**TASK DESCRIPTION**
Word for word, copy all of the entries.

Source data
★ ★ ★ ★ ★

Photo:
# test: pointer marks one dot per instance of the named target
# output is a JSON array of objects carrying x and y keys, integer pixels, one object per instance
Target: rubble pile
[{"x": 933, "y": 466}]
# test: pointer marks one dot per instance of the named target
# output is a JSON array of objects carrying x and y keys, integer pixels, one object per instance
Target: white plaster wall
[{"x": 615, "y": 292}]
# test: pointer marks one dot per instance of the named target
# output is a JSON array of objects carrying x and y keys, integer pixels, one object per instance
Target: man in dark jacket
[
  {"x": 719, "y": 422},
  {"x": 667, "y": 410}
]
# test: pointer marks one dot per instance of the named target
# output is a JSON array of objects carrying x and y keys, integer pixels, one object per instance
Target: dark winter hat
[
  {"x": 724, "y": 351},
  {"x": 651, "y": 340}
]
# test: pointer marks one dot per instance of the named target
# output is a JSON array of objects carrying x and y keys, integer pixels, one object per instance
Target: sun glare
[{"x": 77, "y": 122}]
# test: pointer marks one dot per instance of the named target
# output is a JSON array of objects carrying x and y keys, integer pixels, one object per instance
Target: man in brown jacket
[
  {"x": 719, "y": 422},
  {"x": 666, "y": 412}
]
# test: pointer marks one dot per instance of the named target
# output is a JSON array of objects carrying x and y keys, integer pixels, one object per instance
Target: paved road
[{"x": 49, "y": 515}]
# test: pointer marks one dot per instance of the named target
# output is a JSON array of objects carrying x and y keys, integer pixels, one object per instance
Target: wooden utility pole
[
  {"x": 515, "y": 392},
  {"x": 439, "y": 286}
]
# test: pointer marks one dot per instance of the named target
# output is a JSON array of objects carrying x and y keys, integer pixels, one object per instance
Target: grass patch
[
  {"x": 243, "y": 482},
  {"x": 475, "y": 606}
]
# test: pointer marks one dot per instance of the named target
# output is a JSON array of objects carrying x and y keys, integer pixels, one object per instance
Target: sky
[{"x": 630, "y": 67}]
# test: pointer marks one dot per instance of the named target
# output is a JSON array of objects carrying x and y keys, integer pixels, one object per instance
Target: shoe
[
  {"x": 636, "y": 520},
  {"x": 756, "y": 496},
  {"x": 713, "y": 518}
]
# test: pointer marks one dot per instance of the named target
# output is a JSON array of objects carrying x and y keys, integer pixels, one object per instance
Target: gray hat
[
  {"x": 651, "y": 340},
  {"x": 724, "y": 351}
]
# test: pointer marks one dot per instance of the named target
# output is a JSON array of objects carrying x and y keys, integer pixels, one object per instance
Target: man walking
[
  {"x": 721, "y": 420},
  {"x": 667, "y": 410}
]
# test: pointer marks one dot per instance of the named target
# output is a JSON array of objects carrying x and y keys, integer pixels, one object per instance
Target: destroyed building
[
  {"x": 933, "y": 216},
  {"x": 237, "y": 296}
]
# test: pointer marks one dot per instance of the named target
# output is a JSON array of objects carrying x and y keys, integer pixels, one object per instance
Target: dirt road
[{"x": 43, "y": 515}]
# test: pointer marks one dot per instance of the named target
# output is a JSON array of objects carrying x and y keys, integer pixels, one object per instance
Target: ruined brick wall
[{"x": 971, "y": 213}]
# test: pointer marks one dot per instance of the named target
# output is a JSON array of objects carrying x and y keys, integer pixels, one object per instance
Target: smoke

★ ★ ★ ★ ★

**ANSWER SPACE**
Photo:
# test: pointer marks one dot per instance of the named target
# output is a JSON array of objects carrying x and y keys, integer pixels, one object per instance
Target: rubble pile
[{"x": 933, "y": 466}]
# test: pointer marks one dot per instance of the named target
# output is a JSON array of objects carrying x and y keys, integer pixels, one object per instance
Target: white plaster wall
[{"x": 615, "y": 292}]
# test: pointer marks one dot per instance of the named target
# output is a JSON array of objects carrying x and y keys, integer pixels, one object per instance
Target: man in dark jacket
[
  {"x": 719, "y": 422},
  {"x": 667, "y": 410}
]
# test: pointer marks one dot per instance of the named target
# output is a JSON array of objects carrying x and y keys, integer pixels, one object per instance
Target: dark winter hat
[
  {"x": 724, "y": 351},
  {"x": 651, "y": 340}
]
# test: pointer marks one dot per instance of the named target
# output is a JSON array of objects carrying x and y keys, integer pixels, one object per instance
Target: sun glare
[{"x": 77, "y": 122}]
# test: pointer marks one dot per instance of the named target
# output is a JSON array of objects carrying x and y keys, integer pixels, one object per instance
Target: man in brown jacket
[
  {"x": 719, "y": 422},
  {"x": 666, "y": 412}
]
# test: pointer marks one dot per instance of the named target
# output is a JSON array of objects carrying x and y keys, integer pixels, one object per instance
Target: paved road
[{"x": 49, "y": 515}]
# test: pointer marks one dot per instance of the named target
# output is a JSON array of objects carrying x and y keys, integer pixels, one object per instance
Target: wooden utility pole
[
  {"x": 515, "y": 392},
  {"x": 439, "y": 286}
]
# test: pointer marks one dot per instance of the named target
# output is a JSON array of objects carrying x and y keys, integer pixels, one object per instance
Target: grass patch
[
  {"x": 243, "y": 482},
  {"x": 475, "y": 606}
]
# test: pointer marks one dot per instance of the named target
# output is a JSON array of objects carrying x and y keys, integer pixels, one object per instance
Target: sky
[{"x": 630, "y": 67}]
# test: pointer marks one dot per instance of the named target
# output is a JSON array of objects carrying x and y keys, integer pixels, one object per instance
Target: shoe
[
  {"x": 636, "y": 520},
  {"x": 756, "y": 496},
  {"x": 713, "y": 518}
]
# test: pointer marks one dot per instance of the named target
# output is a JSON array of objects carrying x and y keys, integer pixels, one object per instance
Target: gray hat
[
  {"x": 651, "y": 340},
  {"x": 724, "y": 351}
]
# test: pointer marks one dot per instance of the named target
# output is a JSON array of objects carrying x and y keys, integer pixels, one object per instance
Target: man walking
[
  {"x": 721, "y": 420},
  {"x": 667, "y": 410}
]
# test: pointer marks one dot per instance of the named target
# output is a JSON array of objects carrying x and y keys, integer pixels, one object per instance
Target: destroyed building
[
  {"x": 933, "y": 216},
  {"x": 237, "y": 296}
]
# test: pointer marks one dot per instance of the named target
# output is a JSON array of objects carrying x and y keys, integer pixels, one object per instance
Target: dirt road
[{"x": 43, "y": 515}]
# test: pointer marks one dot per instance of the named target
# output is a JSON array of objects carrying x and y keys, integer pixels, one object per instance
Target: ruined brick wall
[{"x": 971, "y": 213}]
# test: pointer marks one dot per instance of the named target
# output is a JSON array of objects carrying x and y keys, integer pixels, one object per instance
Target: smoke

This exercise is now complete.